(Stored data entries)
* START *

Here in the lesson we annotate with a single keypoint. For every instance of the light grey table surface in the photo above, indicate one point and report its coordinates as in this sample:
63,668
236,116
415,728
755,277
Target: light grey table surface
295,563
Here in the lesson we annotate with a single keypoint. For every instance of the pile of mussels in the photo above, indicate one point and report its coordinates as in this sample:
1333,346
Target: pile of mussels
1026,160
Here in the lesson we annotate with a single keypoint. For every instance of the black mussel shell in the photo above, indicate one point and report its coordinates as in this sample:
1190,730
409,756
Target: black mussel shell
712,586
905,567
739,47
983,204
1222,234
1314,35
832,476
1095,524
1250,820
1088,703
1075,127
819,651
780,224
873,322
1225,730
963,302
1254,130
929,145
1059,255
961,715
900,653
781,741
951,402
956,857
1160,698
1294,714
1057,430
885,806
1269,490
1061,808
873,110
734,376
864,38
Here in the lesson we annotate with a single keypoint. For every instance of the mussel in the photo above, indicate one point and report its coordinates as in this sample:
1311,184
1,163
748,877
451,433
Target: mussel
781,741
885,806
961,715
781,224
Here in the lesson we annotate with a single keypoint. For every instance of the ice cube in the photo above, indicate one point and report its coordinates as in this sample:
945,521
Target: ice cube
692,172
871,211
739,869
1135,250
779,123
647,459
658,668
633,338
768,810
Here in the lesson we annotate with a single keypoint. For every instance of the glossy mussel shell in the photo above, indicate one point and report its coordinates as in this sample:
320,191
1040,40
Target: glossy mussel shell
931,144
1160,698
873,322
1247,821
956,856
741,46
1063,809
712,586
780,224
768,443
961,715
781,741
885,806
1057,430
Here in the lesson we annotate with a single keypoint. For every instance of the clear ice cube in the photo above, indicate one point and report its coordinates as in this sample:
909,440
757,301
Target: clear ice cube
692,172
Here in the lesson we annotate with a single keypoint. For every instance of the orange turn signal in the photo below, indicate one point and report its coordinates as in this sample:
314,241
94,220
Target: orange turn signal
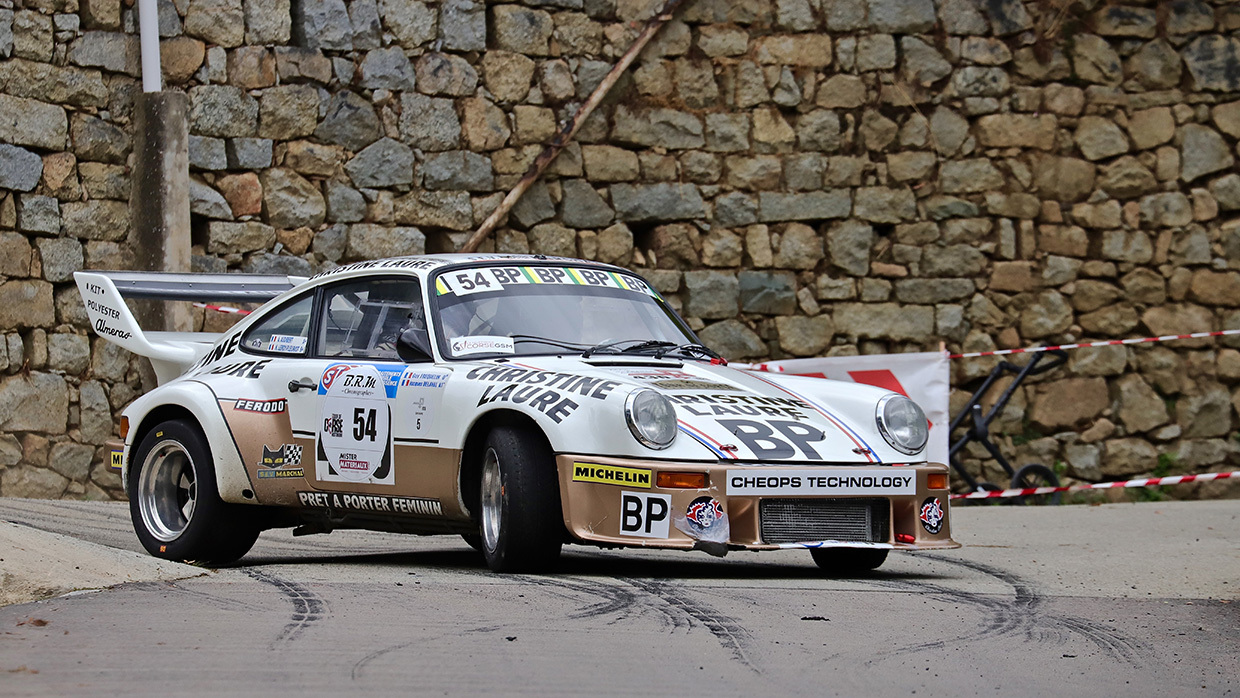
681,480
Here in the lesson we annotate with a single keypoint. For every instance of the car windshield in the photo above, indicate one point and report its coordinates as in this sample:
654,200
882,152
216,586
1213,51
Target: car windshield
507,310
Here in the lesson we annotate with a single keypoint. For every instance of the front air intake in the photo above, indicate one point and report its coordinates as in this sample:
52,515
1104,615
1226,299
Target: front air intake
805,521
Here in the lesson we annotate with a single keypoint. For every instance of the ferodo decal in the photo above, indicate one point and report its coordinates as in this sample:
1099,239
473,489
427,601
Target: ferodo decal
422,389
611,475
761,438
417,506
355,439
264,407
931,515
645,516
544,391
284,461
819,482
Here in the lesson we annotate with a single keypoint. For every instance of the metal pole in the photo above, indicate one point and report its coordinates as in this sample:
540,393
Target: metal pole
148,25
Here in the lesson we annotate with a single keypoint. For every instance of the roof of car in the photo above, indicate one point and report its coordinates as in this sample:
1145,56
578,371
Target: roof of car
432,262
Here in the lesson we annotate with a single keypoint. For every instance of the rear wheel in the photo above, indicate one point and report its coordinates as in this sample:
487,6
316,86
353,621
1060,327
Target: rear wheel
175,505
521,521
848,562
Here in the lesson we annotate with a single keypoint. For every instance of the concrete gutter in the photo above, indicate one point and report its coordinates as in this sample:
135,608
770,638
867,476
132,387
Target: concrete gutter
36,564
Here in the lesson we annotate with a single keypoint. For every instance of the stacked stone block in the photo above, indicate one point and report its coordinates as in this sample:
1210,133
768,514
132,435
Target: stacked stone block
800,177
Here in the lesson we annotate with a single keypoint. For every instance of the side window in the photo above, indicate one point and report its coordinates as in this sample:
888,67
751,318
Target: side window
363,319
287,331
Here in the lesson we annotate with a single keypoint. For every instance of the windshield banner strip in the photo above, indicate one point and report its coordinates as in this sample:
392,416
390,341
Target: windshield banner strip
468,282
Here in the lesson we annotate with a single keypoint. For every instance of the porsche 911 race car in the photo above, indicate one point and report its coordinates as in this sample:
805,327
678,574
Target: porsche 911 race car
522,402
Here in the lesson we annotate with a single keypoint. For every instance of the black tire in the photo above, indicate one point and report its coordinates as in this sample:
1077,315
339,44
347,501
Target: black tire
1034,475
171,468
522,526
848,562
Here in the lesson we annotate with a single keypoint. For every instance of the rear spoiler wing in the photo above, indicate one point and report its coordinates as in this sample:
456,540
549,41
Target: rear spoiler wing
171,353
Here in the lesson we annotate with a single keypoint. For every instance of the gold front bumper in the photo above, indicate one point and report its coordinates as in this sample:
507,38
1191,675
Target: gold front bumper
614,501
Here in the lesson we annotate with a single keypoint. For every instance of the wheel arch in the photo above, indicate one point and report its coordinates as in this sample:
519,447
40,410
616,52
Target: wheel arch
469,474
195,403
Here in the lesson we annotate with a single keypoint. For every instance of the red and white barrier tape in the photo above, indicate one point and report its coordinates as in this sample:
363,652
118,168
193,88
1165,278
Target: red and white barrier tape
1141,482
222,309
1104,344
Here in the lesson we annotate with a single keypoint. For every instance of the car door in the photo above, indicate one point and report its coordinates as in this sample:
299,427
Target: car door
272,417
376,428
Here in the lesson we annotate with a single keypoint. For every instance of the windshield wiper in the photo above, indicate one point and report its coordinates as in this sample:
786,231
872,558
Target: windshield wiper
690,350
561,344
610,347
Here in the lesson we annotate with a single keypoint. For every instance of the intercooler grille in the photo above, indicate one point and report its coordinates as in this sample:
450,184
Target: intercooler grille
801,521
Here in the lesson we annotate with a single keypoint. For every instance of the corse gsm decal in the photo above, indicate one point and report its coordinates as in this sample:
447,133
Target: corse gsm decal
263,407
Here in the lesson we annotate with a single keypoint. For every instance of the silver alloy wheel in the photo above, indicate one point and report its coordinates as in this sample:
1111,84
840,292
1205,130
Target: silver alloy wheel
492,500
166,490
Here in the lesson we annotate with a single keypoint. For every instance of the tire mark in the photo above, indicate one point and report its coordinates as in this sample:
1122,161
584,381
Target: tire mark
1116,645
1019,615
308,606
616,600
730,635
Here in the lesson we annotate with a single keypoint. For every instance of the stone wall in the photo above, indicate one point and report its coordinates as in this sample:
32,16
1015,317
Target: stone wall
801,177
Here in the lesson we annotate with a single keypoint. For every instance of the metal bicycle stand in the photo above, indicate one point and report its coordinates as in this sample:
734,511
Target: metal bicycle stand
978,429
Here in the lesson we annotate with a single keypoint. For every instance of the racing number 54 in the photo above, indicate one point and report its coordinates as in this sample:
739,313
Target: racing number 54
363,423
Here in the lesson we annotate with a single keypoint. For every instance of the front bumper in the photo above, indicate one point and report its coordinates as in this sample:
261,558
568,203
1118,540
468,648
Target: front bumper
619,502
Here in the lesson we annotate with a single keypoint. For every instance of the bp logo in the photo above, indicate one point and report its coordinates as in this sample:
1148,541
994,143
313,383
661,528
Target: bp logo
931,515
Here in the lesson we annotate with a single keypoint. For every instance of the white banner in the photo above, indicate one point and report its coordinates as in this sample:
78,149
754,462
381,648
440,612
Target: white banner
822,482
924,377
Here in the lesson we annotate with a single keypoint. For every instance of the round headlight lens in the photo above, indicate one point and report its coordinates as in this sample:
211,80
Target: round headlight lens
903,424
651,418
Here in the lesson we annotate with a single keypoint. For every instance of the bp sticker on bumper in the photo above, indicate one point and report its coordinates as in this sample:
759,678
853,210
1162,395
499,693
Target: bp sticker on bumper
355,428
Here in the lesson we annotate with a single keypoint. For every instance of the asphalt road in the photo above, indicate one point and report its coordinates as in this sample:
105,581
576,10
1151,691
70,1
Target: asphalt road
1119,599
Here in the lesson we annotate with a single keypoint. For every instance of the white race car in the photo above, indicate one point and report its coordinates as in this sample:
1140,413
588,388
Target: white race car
522,402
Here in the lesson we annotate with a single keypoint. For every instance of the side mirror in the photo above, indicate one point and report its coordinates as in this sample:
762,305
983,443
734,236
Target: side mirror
413,346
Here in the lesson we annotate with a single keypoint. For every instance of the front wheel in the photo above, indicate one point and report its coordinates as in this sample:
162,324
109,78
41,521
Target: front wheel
175,503
848,562
521,521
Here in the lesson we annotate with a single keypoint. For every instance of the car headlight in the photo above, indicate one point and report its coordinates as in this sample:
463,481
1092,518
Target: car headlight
902,423
651,418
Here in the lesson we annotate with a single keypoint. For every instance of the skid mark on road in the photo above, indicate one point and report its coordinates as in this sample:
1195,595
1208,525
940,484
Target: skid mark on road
624,598
1019,615
730,635
308,606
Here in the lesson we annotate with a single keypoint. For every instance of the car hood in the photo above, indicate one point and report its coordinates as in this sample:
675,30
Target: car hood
743,415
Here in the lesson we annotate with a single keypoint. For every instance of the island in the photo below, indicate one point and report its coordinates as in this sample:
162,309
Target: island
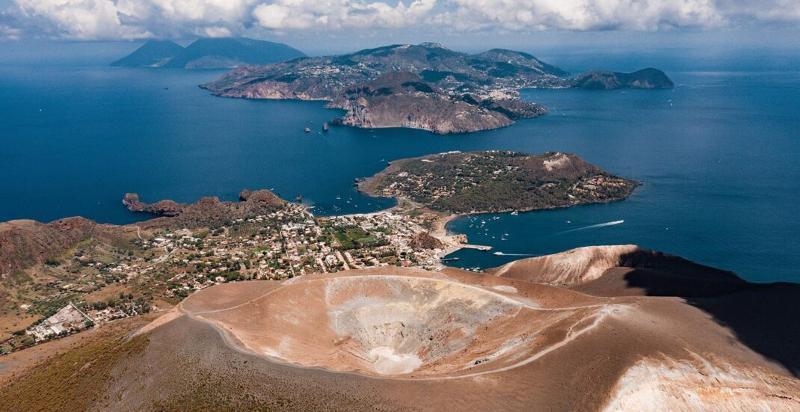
649,78
256,304
497,181
208,53
425,86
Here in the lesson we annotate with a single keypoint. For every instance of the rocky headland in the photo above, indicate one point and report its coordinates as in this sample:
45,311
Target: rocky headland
423,86
649,78
497,181
208,53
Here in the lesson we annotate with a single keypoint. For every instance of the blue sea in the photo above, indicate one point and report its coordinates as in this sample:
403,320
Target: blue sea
718,158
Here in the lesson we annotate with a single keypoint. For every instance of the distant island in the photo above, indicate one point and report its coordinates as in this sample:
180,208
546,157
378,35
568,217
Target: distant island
423,86
497,181
208,53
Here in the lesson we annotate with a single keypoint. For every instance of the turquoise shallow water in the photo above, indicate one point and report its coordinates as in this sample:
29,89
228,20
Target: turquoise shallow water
717,156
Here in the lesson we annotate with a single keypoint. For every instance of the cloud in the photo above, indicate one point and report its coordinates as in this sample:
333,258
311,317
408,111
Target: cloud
128,19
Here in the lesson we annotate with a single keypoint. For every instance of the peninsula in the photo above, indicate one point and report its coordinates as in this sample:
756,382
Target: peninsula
423,86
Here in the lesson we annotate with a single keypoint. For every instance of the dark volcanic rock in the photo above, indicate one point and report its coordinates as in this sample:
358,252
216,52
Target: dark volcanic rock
444,91
208,53
206,212
404,99
496,181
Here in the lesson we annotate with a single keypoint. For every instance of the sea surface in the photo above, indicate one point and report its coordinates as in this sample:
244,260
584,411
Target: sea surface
718,158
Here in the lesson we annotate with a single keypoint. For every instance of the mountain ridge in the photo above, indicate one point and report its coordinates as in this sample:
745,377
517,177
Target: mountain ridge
208,53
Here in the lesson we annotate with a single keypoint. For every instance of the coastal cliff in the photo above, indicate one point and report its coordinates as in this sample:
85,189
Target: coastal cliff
604,80
423,86
403,99
497,181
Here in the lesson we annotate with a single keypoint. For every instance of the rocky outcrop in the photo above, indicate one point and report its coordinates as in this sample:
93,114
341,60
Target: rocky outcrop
604,80
206,212
404,99
208,53
451,92
497,181
623,270
161,208
26,242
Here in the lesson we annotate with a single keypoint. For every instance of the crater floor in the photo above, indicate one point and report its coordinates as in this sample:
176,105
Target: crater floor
398,325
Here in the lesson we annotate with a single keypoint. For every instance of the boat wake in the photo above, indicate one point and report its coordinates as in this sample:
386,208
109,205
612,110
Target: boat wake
599,225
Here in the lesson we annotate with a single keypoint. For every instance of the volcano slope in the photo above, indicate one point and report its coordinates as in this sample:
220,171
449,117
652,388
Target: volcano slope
408,339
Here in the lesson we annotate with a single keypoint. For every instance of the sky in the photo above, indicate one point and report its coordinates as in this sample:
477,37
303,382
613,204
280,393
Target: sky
339,25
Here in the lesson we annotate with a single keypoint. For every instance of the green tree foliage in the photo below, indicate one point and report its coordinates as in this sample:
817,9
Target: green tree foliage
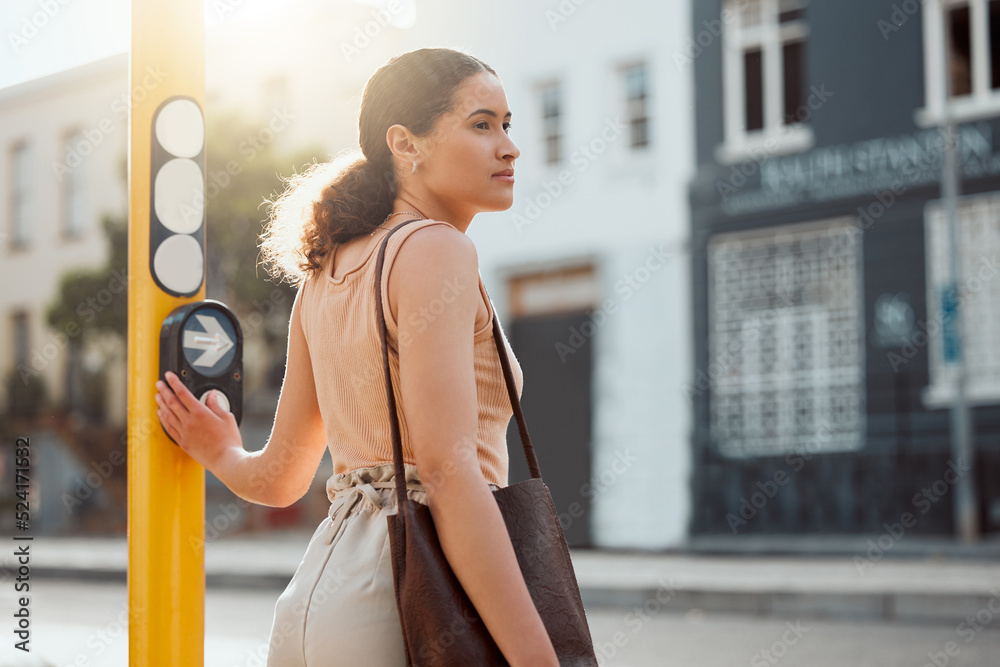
243,170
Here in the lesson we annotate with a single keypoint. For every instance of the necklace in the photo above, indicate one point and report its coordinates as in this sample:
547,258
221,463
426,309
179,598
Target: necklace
392,214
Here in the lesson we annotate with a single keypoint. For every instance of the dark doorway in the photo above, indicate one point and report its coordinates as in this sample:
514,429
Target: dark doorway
556,400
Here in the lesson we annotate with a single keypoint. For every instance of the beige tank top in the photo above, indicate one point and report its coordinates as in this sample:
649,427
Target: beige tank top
341,329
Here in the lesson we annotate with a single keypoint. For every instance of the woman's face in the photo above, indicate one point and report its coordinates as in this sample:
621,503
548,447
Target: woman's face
468,146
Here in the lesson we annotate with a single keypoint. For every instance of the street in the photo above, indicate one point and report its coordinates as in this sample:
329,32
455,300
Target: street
85,625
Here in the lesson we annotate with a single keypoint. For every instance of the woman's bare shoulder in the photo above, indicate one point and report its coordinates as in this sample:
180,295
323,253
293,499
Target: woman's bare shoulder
432,258
435,243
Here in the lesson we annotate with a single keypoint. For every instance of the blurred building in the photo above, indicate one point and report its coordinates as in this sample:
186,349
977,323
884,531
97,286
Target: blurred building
824,348
63,138
588,270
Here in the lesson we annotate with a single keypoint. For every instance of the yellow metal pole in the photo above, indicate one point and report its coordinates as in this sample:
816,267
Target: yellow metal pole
166,490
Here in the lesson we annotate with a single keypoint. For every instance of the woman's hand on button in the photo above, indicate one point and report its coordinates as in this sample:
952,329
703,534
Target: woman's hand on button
203,430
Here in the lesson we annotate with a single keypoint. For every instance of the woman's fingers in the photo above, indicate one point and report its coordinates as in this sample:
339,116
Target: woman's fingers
187,399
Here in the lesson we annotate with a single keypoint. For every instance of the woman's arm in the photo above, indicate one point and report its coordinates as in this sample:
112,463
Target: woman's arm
438,386
281,472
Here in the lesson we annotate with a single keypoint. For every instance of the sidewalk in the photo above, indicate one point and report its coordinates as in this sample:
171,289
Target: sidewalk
927,581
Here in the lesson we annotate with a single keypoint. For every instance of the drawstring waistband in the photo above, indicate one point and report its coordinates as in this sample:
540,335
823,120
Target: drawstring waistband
345,490
352,495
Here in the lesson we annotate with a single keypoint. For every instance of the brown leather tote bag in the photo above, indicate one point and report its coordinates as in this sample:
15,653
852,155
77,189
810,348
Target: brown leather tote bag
440,624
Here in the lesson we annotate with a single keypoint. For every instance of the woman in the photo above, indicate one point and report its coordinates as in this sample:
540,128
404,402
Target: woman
434,129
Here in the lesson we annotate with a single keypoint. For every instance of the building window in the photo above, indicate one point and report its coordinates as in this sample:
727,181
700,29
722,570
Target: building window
786,340
636,80
73,213
966,33
978,296
20,197
764,77
22,338
551,99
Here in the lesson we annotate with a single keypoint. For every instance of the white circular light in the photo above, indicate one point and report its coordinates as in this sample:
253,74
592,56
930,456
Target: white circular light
179,196
223,400
179,264
180,128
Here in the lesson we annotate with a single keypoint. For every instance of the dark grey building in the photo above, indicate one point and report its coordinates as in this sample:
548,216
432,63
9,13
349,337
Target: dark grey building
824,347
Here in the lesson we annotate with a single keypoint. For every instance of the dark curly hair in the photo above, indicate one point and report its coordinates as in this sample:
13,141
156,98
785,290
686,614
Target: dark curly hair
333,202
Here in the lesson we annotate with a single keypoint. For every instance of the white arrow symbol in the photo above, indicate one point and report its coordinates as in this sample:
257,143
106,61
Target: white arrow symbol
213,341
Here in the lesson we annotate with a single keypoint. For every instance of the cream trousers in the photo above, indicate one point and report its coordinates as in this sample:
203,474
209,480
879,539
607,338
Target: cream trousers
339,609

* END *

▶ Task
Output the line containing "the white circular" and all lines after it to the end of the records, exactly as given.

▶ Output of the exercise
Here in the lesson we annotate with a single keypoint. For every instance of the white circular light in the photo above, indicate one point and report its coordinates as in this sample:
253,74
592,56
930,456
Target: white circular light
179,196
223,400
179,264
180,128
Here in the lesson we annotate with a single keypoint. For every instance of the dark grey building in the photo above, indicate one point and report its coordinates as in this sample:
548,216
432,63
9,13
349,337
Target: dark grey building
824,347
Here in the lesson we annotate with a single keypoint. For every instance of the dark curly hair in the photo above, indicate one point and report its coordinates as in this sample:
13,141
156,98
785,290
686,614
Target: dark curly hair
333,202
Here in the lesson we annotate with a single keypoint. For every instance of the white arrow symbol in the photo above, indicate one point and report its coordinates as in this sample:
257,143
106,61
Target: white arrow symbol
213,341
Here in the lesson we annotate with a single keypoint. For every instance of the cream trousers in the photo above, indicate one point and report its coordinates as in this sample:
203,474
209,480
879,539
607,338
Target: cream trousers
339,609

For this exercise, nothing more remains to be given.